DATASET EXCERPTS:

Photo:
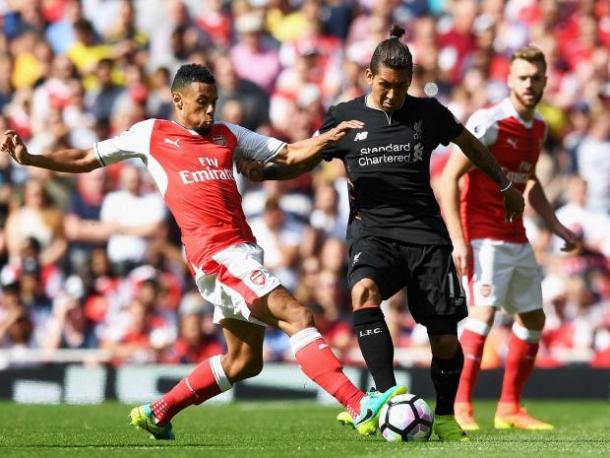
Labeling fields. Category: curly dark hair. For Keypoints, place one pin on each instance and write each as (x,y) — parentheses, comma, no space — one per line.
(192,73)
(392,53)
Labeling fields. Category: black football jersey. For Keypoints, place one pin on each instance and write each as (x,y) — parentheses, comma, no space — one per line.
(388,168)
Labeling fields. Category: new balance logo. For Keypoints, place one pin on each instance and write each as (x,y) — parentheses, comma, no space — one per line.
(175,142)
(369,414)
(512,142)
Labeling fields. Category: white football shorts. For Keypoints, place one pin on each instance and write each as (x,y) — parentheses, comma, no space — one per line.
(234,278)
(504,274)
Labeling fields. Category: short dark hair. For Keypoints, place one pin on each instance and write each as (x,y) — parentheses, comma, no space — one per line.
(192,73)
(392,53)
(531,54)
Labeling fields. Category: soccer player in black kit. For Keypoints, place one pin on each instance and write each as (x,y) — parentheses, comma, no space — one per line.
(396,235)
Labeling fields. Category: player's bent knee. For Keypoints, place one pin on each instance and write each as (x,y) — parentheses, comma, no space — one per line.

AIM OF THE TASK:
Reproduce all of the material above word for word, leaving out the picture.

TASK RESULT:
Photo:
Labeling fields. Category: curly dark hair. For Keypoints, place one pin on each instance and write each as (x,y) — parentheses, comma, no space — one per line.
(192,73)
(392,53)
Labeling fields. Category: black football jersey. For Keypoints, place one pin on each instance and write each as (x,y) — parentheses, comma, no space — one per line.
(388,168)
Labeling fields. Category: new balance logo. For Keypoints, place one pin on each instance and write each as (x,y) — parentheses, comma, no space — one per line.
(175,142)
(369,414)
(512,142)
Labeling fields. Category: white football shorts. For Keypoints, place one pin on each instance and write each as (x,y) — parentheses, comma, no space — one per line.
(234,278)
(504,274)
Labeling fields. Category: short dark hair. For Keypoints, place one pin on each instance and write each as (x,y) — parentheses, comma, no space — one per line.
(192,73)
(392,53)
(531,54)
Labeling fields. Category: soccer player in black kit. For Keypoints, place one pin on each instance and write each as (x,y) — parentheses, comma, no space — one per line.
(396,235)
Labeling fields. Category: player's bent knee. For Keypoints, place one pin on each instance and write each as (x,y) — parentheses, comma, no space — one per line.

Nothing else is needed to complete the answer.